What you will do.
1. Copy the film review from "A Revengers Tragedy" up to and including "a cult following.".
2. Answer these questions using the film review:
(a) Who wrote the adaptation of Thomas Middleton's play?
(b) To what city and year is the updated play transposed?
(c) Which actor plays the duke?
3. Go on with the film review, starting after its last sentence.

A Revengers Tragedy provides the perfect platform for the very individual talents of director Alex Cox (Sid & Nancy, Repo Man).

Working from an impressive adaptation by Frank Cottrell Boyce of Thomas Middleton's 1607 play, he concocts a gloriously over-the-top revenge comedy-drama that could attract a cult following.

The updated play is transposed to gangland Liverpool of 2011, a ravaged city replete with partly demolished buildings and wrecked cars that is run by a corrupt duke and his vicious sons. Christopher Eccleston plays Vindici, a nobleman who returns to the city to avenge the murder of his bride, killed by the lusty duke (Derek Jacobi, sporting pale makeup and bright-red lipstick).

Vindici plots and counterplots against the duke's sons and other enemies until bloodshed and mayhem bring about the end of the rule of the duke and his clan. Eccleston is powerful as the conniving Vindici, while Jacobi is suitably outrageous as the nasty duke.

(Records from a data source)

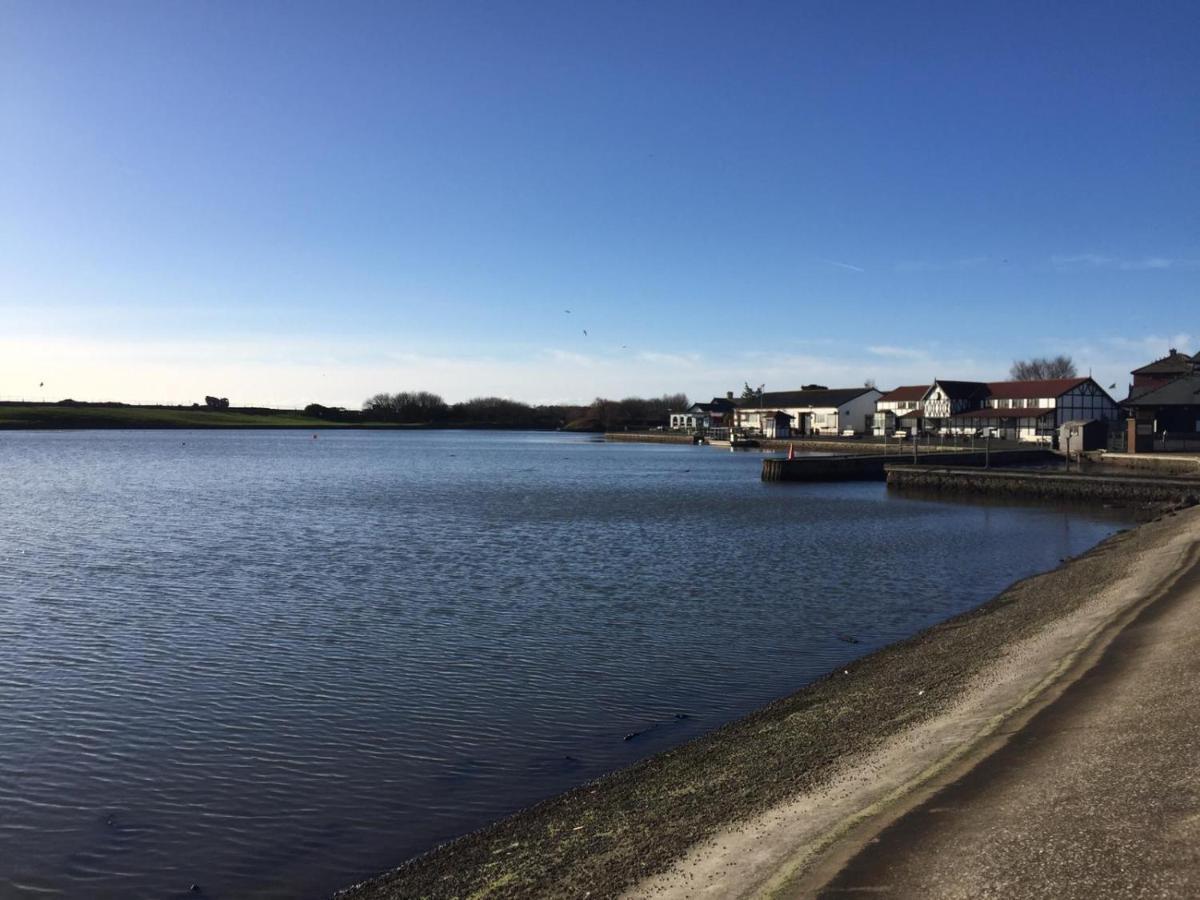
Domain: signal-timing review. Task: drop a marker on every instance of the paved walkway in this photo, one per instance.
(1097, 797)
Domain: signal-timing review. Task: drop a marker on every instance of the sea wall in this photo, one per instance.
(652, 437)
(1047, 485)
(828, 445)
(874, 468)
(1150, 463)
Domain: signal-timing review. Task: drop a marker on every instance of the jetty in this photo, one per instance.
(874, 467)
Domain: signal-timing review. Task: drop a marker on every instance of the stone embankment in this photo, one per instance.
(1150, 463)
(1047, 485)
(802, 445)
(874, 468)
(652, 437)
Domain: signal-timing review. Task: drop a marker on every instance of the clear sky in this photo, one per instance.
(288, 202)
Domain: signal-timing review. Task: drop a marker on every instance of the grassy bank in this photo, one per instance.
(601, 838)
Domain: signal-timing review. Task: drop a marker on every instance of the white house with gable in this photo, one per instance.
(813, 412)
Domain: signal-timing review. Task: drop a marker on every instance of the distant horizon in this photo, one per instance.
(553, 203)
(1116, 391)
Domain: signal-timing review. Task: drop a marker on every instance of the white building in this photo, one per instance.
(701, 417)
(1015, 411)
(813, 412)
(1035, 411)
(900, 408)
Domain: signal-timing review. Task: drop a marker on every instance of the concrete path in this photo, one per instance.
(1098, 796)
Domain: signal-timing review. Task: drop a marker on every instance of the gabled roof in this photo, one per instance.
(1183, 391)
(1029, 390)
(1174, 363)
(911, 391)
(961, 390)
(827, 397)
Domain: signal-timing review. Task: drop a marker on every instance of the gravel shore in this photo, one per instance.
(720, 813)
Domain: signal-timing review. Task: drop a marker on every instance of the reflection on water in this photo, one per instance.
(273, 665)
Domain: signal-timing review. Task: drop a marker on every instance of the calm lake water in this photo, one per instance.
(274, 665)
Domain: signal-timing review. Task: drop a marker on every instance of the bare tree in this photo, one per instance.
(1042, 369)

The answers.
1.
A Revengers Tragedy provides the perfect platform for the very individual talents of director Alex Cox (Sid & Nancy, Repo Man).

Working from an impressive adaptation by Frank Cottrell Boyce of Thomas Middleton's 1607 play, he concocts a gloriously over-the-top revenge comedy-drama that could attract a cult following.

2.
(a) Frank Cottrell Boyce
(b) Liverpool, 2011
(c) Derek Jacobi

3.
Perhaps best of all, though, is Eddie Izzard as the duke's scheming son Lussurioso. With delectable line delivery, he maintains a devious playfulness throughout the story. The film is also littered with various Liverpool-based performers, including Margi Clarke as Hannah and Antony Booth (father-in-law to British Prime Minister Tony Blair) as Lord Antonio.

There is a great deal of individualistic energy to Cox's film, which best of all achieves that great feat of not fitting into any easy cinematic bracket. Mixing comedy-drama with horror-revenge, he has constructed a refreshingly odd and highly watchable film.